Your task is to return the span of lines beginning at the one with "sky and report the position of each." and ending at the last line of the data, exactly as it stands.
══ Given records
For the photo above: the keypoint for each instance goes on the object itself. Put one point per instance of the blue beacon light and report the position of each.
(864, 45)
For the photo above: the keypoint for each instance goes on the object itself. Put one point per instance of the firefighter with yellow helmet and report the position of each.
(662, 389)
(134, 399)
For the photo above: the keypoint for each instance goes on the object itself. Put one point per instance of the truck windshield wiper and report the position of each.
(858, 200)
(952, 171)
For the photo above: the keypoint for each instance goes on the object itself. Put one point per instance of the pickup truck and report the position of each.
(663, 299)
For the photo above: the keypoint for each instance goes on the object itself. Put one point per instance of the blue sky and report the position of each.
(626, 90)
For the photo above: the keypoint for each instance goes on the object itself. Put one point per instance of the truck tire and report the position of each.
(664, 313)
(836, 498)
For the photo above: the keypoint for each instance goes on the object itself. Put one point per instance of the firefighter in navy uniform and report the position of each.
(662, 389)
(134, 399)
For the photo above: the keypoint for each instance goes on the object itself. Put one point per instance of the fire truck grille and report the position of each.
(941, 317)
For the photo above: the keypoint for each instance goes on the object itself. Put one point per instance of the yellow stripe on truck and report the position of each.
════
*Exercise output:*
For the photo above: the keypoint for each instance goes on the object itself. Put one point per instance of the blue sky and report the position of each.
(626, 90)
For the photo above: the keypoint for each instance goes on the object itself. Put one point per instance of the truck tire and report the position of each.
(664, 313)
(836, 498)
For the photo above: the keypoint for each instance goes on the object itself. Put one point per instance of the firefighter in navy uniform and report the position of each.
(662, 389)
(134, 399)
For the photo above: the keypoint for each instance goes on the object itself. Put one point per instance of the fire truck grille and report the position of each.
(941, 317)
For the photo above: the keypoint for each instance goes on the object itself. Put one point per instance of the yellow stripe on truck and report the position of each.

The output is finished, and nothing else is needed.